[[ PROVIDED INFORMATION, beginning ]]

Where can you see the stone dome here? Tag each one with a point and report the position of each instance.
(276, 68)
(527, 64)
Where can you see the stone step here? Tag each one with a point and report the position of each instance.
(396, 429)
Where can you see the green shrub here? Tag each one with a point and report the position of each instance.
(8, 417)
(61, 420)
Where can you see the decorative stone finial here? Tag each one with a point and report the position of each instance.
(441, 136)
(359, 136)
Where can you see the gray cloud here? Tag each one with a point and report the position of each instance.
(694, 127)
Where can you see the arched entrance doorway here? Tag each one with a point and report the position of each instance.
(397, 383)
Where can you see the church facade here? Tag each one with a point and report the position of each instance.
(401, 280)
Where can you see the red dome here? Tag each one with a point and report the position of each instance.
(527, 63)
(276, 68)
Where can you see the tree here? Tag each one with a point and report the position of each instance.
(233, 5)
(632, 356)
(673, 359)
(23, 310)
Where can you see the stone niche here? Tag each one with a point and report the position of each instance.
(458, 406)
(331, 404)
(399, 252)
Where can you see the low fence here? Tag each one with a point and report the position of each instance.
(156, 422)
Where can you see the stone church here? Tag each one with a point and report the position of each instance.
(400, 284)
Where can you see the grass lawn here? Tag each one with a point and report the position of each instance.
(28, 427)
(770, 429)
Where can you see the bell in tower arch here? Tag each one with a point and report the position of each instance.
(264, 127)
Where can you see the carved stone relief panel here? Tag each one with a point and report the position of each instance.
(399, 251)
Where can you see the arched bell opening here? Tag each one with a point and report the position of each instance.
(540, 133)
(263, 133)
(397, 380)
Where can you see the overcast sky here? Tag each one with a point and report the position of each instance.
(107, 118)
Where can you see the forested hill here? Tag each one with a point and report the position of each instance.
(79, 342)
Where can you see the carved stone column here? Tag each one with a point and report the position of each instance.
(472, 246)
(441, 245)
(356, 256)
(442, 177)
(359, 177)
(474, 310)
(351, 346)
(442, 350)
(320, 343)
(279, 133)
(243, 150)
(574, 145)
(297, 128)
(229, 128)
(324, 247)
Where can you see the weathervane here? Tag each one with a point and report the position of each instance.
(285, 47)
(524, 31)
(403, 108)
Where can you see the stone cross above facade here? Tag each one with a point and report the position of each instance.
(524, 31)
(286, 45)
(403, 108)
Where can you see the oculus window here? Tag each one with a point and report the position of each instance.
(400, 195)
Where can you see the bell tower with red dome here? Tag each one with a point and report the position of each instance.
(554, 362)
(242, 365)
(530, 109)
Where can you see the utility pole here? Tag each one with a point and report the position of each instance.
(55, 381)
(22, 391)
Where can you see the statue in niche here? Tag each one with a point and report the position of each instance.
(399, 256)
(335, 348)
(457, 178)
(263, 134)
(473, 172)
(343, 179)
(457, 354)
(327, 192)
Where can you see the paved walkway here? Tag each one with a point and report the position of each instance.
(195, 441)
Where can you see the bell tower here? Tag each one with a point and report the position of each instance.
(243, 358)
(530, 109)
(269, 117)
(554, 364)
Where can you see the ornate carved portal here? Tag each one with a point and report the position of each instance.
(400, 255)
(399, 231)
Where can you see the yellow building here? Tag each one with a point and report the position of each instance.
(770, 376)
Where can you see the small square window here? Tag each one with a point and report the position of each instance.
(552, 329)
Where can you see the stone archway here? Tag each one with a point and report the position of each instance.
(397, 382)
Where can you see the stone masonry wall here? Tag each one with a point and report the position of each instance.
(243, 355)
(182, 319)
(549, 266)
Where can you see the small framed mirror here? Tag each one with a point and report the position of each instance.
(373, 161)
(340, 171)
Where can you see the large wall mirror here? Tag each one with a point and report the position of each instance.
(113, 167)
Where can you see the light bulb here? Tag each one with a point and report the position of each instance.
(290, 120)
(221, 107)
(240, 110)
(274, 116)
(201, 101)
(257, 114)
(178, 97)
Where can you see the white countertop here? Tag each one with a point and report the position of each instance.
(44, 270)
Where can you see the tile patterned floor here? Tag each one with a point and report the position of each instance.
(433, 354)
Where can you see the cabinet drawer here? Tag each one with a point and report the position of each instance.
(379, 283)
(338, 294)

[[ PROVIDED INFORMATION, end ]]

> **WHAT IS NEEDED**:
Repeat all the lines above verbatim.

> **SOLVED PROBLEM**:
Where can you see the stone dome here? Tag each one with a point and report the position of each instance.
(276, 68)
(527, 64)
Where can you see the stone step here? Tag each one with a point and report the position of each instance.
(396, 429)
Where can you see the green shrub here? Tag each one with a point and report the position of each instance.
(8, 417)
(61, 420)
Where can you see the decorative stone finial here? Tag each one with a point and report the position of each instance.
(441, 136)
(359, 136)
Where can you see the gray cloud here? Tag each one with a point and report the position of each instance.
(694, 127)
Where can you see the arched entrance doorway here? Tag each one with a point and report the position of each instance.
(397, 383)
Where can you see the church facade here? Tag each one with a point and report the position of each instance.
(401, 280)
Where can you see the red dome here? Tag each one with a point and report the position of each instance.
(527, 63)
(276, 68)
Where can you see the tree here? Tag each one with a point and report the position of each instance.
(233, 5)
(632, 356)
(673, 359)
(23, 310)
Where can you see the stone niche here? Tag each one with a point and report the position of each instance.
(458, 406)
(331, 404)
(399, 252)
Where can you see the low fence here? Tag each one with a point and report the position of each instance.
(156, 422)
Where can you see the stone church here? Tag each one with a point and report the position of each instance.
(400, 284)
Where can you see the grass lawn here? Tag each one with a point and report the position of each instance.
(28, 427)
(770, 429)
Where can you see the bell in tower arch here? Tag each one with a point and report the position of each instance.
(264, 127)
Where can you see the carved stone relief panel here? Tag each one with a point and report the position of each instance.
(399, 251)
Where can you see the arched bell opening here? Tag each one with a point and report the position of each instance.
(540, 133)
(263, 133)
(397, 380)
Where can you see the overcast sky here? Tag each one with a point and report the position of each instance.
(107, 118)
Where can you see the forested hill here? Tag each one with a point and report the position of each instance.
(79, 342)
Where can you see the carved stone column here? Tag each one with a point and report the position of each instance.
(472, 246)
(441, 245)
(356, 256)
(442, 177)
(359, 177)
(474, 310)
(351, 346)
(442, 350)
(320, 343)
(279, 133)
(243, 150)
(574, 145)
(297, 128)
(229, 128)
(324, 247)
Where can you see the weathervane here? Tag each one with a point and report the position of each instance.
(285, 47)
(524, 31)
(403, 108)
Where can you see the stone cross above facade here? Tag each one with a point and report the position of each instance.
(524, 31)
(286, 45)
(403, 108)
Where can you see the oculus window here? Tag each one with a point and report the position of each instance.
(400, 195)
Where can you see the bell tower with red dome here? Tag each one with a point and report the position of each instance.
(554, 362)
(242, 365)
(530, 109)
Where can you see the utility pole here? Tag each one with a point and report the position of each instance.
(55, 381)
(22, 391)
Where can you see the statue in niche here? Tag each one with a point and report the position of each instance.
(399, 256)
(335, 348)
(457, 178)
(263, 134)
(473, 172)
(343, 179)
(457, 354)
(327, 192)
Where can you see the paved walkway here? Tag each one with a point and report the position of each instance.
(195, 441)
Where can you see the bell tower here? Tag each one with a point and report the position of each instance.
(243, 358)
(530, 109)
(269, 117)
(554, 364)
Where can you see the ornate carved portal here? Tag each one with a point and report the position of each instance.
(400, 255)
(399, 231)
Where can you see the yellow building here? Tag each one with a point and report the position of each instance.
(770, 376)
Where can you see the small square window here? Tag each one with a point and report the position of each instance.
(552, 329)
Where can you see the stone archway here? Tag each one with a point and report the position of each instance.
(397, 382)
Where can you see the stone masonry wall here? Tag each one with a point and report the position of each instance.
(243, 355)
(182, 319)
(549, 266)
Where can you see the small framed mirror here? Tag each one with a point and report the position of each instance.
(373, 161)
(340, 171)
Where can you see the large wall mirror here? Tag each one with a point and report the position of each instance.
(113, 167)
Where can you see the light bulb here? Tag each one with a point and report the position of each instance.
(290, 120)
(221, 107)
(240, 110)
(274, 116)
(201, 101)
(257, 114)
(178, 97)
Where can you see the white countertop here? Tag each one with a point and report the position of each instance.
(44, 270)
Where can you see the tile patterned floor here? Tag each one with a point and report the position of each instance.
(433, 354)
Where can you see the cabinet drawer here? Tag each one with a point and report the position of each instance.
(379, 283)
(338, 294)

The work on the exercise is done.